**PROVIDED PASSAGE:**
------------------------------------
The hills on the opposite side of the Amblève valley are covered under a brown blanket. A pale sun is out, accentuating the multi shades of brown and warming my back. I am standing in the small hamlet of Quarreux. The hills I’m looking at are the same hills I was coming down from only to days ago, to continue my way along the Amblève towards Nonceveux. The emotions of the grand adventure I was part of are starting to sink in. It’s a rare mixture of joy, sadness, complacency and peace. Two days earlier I was beginning to feel the effects of the effort I had made up until that point, both physically and mentally. My body was starting to ache and my determination was starting to falter. I was filled with the same mixture of feelings, and warmed by the same sun as I am today. I was on my way to accomplish the greatest adventure I’ve ever undertaken, for the second time: The Legends Trail.
This adventure started two years ago when I read reports about the first edition of the race. I was much impressed by the roughness of this event. Legends Trail is a footrace of 250 kilometres and 7000 metres of climbing along the toughest trails and steepest slopes to be found in the Belgium Ardennes. And because that is not challenging enough by itself, the race is held at the end of winter and starts at 18.00 hours to make sure the participants are sleep deprived before they are well on their way. It took me a while to convince myself that I could be able to finish a race like this. But after I had registered and started out on reconnaissance runs on the course, I realized that not only I would be able to finish, but I was actually going to love this adventure most affectionately. Last year I was kind of disappointed with the weather conditions and the condition of the course itself. The race would go down in history as the summer edition of the Legends Trail.
------------------------------------
**RECORDED INFORMATION:**

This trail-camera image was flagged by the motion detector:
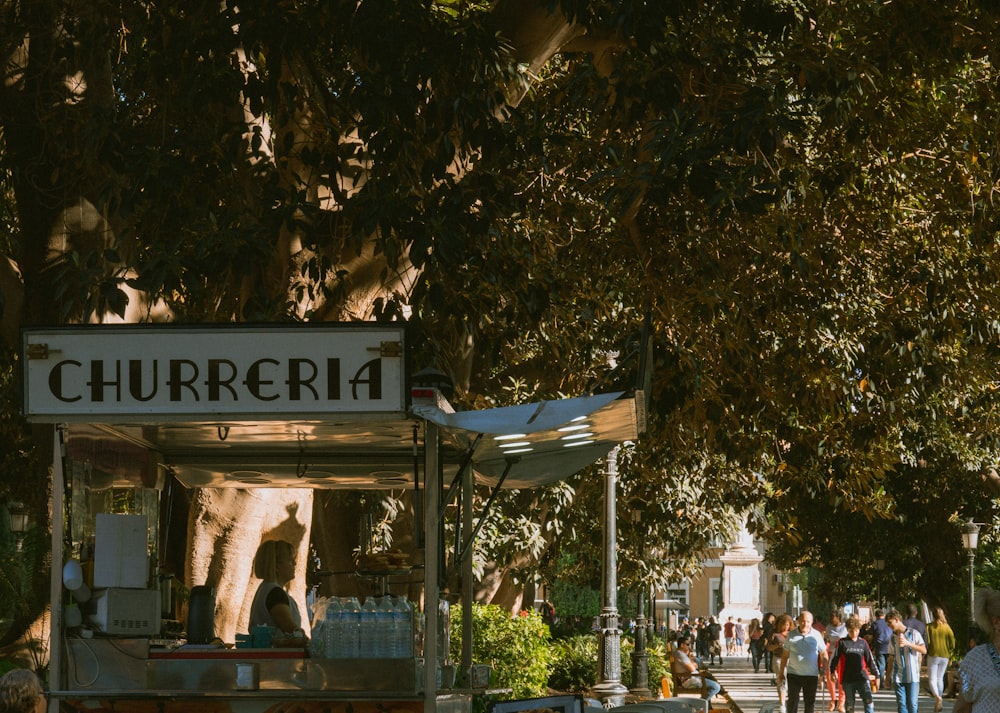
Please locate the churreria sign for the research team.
------------------------------------
**PROBLEM DETAILS:**
Answer the following from the Legends Trail account.
(a) In which hamlet is the writer standing while looking across the Amblève valley?
(b) What distance and total climbing does the Legends Trail footrace cover?
(c) At what hour does the race start?

**TASK RESPONSE:**
(a) Quarreux.
(b) 250 kilometres and 7000 metres of climbing.
(c) 18.00 hours.